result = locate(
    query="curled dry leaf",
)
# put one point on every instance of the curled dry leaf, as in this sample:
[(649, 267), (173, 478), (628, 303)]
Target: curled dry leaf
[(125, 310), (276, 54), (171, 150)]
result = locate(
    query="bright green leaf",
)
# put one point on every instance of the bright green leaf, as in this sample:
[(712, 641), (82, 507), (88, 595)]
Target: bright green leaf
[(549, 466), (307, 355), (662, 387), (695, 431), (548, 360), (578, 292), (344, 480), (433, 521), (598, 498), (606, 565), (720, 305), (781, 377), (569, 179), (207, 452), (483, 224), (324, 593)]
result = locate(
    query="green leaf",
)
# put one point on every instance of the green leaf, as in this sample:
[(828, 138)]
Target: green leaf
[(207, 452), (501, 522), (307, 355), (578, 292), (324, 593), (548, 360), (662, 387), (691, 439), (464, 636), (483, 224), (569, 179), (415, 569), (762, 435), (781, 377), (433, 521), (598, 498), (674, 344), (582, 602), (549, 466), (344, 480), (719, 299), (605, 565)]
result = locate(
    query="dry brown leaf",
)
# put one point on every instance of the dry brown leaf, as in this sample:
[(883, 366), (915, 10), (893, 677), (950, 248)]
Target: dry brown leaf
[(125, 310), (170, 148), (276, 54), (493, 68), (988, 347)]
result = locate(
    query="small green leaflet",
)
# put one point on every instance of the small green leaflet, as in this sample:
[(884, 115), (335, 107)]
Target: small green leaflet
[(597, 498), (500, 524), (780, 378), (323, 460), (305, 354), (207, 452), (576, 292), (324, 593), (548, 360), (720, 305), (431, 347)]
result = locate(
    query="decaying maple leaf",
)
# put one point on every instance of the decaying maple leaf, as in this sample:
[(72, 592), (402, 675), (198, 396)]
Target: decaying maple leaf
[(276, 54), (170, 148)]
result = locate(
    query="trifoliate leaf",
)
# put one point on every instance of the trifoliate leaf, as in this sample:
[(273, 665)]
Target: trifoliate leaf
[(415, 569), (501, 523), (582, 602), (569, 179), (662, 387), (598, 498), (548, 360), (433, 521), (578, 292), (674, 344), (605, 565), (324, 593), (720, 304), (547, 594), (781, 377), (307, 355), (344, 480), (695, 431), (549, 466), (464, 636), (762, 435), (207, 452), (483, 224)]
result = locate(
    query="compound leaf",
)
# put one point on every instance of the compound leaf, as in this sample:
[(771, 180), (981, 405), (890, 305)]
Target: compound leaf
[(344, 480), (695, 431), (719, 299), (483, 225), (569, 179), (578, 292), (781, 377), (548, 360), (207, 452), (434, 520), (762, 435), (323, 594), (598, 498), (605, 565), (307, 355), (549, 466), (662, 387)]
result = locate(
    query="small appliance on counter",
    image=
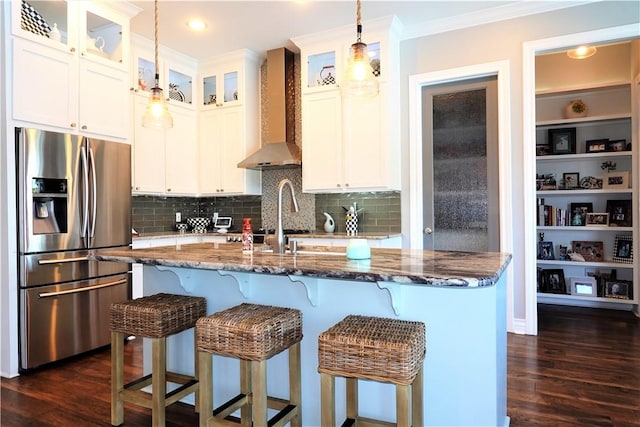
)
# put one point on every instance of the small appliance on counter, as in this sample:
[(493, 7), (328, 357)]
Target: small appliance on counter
[(222, 224)]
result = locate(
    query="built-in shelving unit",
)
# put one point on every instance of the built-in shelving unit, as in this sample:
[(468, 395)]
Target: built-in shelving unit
[(585, 165)]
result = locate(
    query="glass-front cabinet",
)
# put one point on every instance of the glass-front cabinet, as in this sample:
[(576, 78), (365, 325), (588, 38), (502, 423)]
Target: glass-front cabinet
[(87, 28), (221, 87)]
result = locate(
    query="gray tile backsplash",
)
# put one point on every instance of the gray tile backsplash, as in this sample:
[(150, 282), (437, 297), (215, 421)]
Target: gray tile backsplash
[(381, 210)]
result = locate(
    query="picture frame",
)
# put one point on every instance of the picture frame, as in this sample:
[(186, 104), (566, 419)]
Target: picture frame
[(616, 179), (571, 180), (553, 281), (563, 253), (584, 286), (620, 289), (596, 145), (545, 251), (597, 219), (623, 248), (579, 213), (617, 145), (591, 251), (619, 213), (562, 140)]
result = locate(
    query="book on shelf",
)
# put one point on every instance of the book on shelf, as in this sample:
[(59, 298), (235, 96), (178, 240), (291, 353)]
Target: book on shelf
[(552, 216)]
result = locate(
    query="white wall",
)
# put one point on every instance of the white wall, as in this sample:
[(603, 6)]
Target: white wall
[(498, 42)]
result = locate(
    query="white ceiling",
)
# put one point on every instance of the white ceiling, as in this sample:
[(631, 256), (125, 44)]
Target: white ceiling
[(264, 25)]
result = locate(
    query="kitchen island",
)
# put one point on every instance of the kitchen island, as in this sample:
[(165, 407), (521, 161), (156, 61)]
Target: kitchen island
[(461, 297)]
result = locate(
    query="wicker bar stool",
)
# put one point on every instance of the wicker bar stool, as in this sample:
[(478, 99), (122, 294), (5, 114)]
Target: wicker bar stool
[(252, 333), (378, 349), (155, 317)]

## ASSIGNMENT
Without any pictures, retype the records above exactly.

## TASK RESULT
result = locate(
    query="curled dry leaf",
)
# put one point on every instance of the curled dry leaf, as in this sample:
[(649, 267), (173, 478), (628, 303)]
Target: curled dry leaf
[(125, 310), (276, 54), (171, 150)]
result = locate(
    query="bright green leaf",
)
# put one point on every instance of the bright green leaf, as in this sample:
[(712, 641), (82, 507), (88, 595)]
Target: bright green leaf
[(549, 466), (307, 355), (662, 387), (695, 431), (548, 360), (578, 292), (344, 480), (433, 521), (598, 498), (606, 565), (720, 305), (781, 377), (569, 179), (207, 452), (483, 224), (324, 593)]
result = locate(
    query="green leaf",
)
# put one point on every instance of the green leaf, as in this sample:
[(828, 138)]
Target: green leaf
[(207, 452), (501, 522), (307, 355), (578, 292), (324, 593), (548, 360), (662, 387), (691, 439), (464, 636), (483, 224), (569, 179), (415, 569), (762, 435), (781, 377), (433, 521), (598, 498), (674, 344), (582, 602), (549, 466), (344, 480), (719, 299), (605, 565)]
result = locate(
    query="dry brown leaf",
)
# put one point on every instance of the dry brown leaf, as in this sample:
[(883, 366), (915, 10), (893, 677), (950, 248)]
Target: dry brown leaf
[(125, 310), (170, 148), (276, 54), (493, 68), (988, 347)]
result = locate(
    query="small green leaflet",
)
# put one point on every instance of the small green leaflet, as in this sample:
[(884, 115), (335, 107)]
Target: small green leaflet
[(597, 498), (500, 524), (780, 378), (323, 460), (305, 354), (207, 452), (576, 292), (324, 593), (548, 360), (720, 305), (431, 347)]
result = locate(
    query="decaying maple leaf",
)
# put one point on every instance of the decaying maple leaf, as in this sample:
[(72, 592), (402, 675), (198, 396)]
Target: decaying maple leaf
[(276, 54), (170, 148)]
result = locate(
    query="trifoliate leaf",
)
# put one point on every instance of the trifoliate leaf, as in this sample:
[(273, 665)]
Target: trifoliate leaf
[(415, 569), (501, 523), (582, 602), (569, 179), (662, 387), (598, 498), (548, 360), (433, 521), (578, 292), (674, 344), (605, 565), (324, 593), (720, 304), (547, 594), (781, 377), (307, 355), (344, 480), (695, 431), (549, 466), (464, 636), (762, 435), (207, 452), (483, 224)]
result = locate(
    query="compound leaf",
)
# put one point on every instance of the compound leaf, as in this sample:
[(771, 180), (981, 405), (890, 305)]
Target: compound leaf
[(344, 480), (695, 431), (719, 299), (483, 225), (569, 179), (578, 292), (781, 377), (548, 360), (207, 452), (434, 520), (762, 435), (323, 594), (598, 498), (605, 565), (307, 355), (549, 466), (662, 387)]
result = locate(
    query="small appliance on counter",
    image=
)
# put one point on every instance of the small appliance on counter, as in this sample:
[(493, 7), (328, 357)]
Target: small appliance on counter
[(222, 224)]
result = locate(
    query="built-in shelving unit",
)
# put one point on every instance of the built-in shelving unit, as in this sample:
[(468, 395)]
Target: built-in shelving unit
[(585, 165)]
result = locate(
    query="glass-front cabinet",
)
# put one point on every instance of the glass-front cabinet, as in this sample:
[(576, 78), (365, 325), (588, 38), (502, 423)]
Target: glass-front cabinet
[(87, 28), (221, 87)]
result = locate(
    query="gray tile backsplash",
)
# put one point on every instance of the gray tile backsplash, as in this sample:
[(150, 282), (437, 297), (215, 421)]
Target: gray tile backsplash
[(381, 210)]
result = locate(
    query="picture frame",
)
# put one point on every instance of the picture frame, as in this sample:
[(186, 104), (566, 419)]
Target: picture frame
[(616, 179), (571, 180), (553, 281), (563, 253), (584, 286), (620, 289), (596, 145), (545, 251), (597, 219), (623, 248), (579, 213), (617, 145), (591, 251), (619, 213), (562, 140)]
result = locate(
    query="book on shelf",
)
# put one point on every instance of the book on shelf, as in this sample:
[(59, 298), (235, 96), (178, 240), (291, 353)]
Target: book on shelf
[(552, 216)]
result = locate(
    query="white wall",
)
# put one point on every instance of the white wall, as in this sample:
[(603, 6)]
Target: white wall
[(498, 42)]
result = locate(
    query="white ceiling",
)
# put one point on every instance of the white ceiling, as in this sample:
[(631, 256), (125, 44)]
Target: white ceiling
[(264, 25)]
result = locate(
    query="kitchen island",
)
# put one point on every instance of the kitchen island, as in this sample:
[(165, 407), (521, 161), (156, 61)]
Target: kitchen island
[(461, 297)]
result = locate(
    query="wicker bar stool",
)
# put one point on every instance of the wicker bar stool, as in this sample:
[(478, 99), (122, 294), (5, 114)]
Target: wicker bar stool
[(252, 333), (378, 349), (155, 317)]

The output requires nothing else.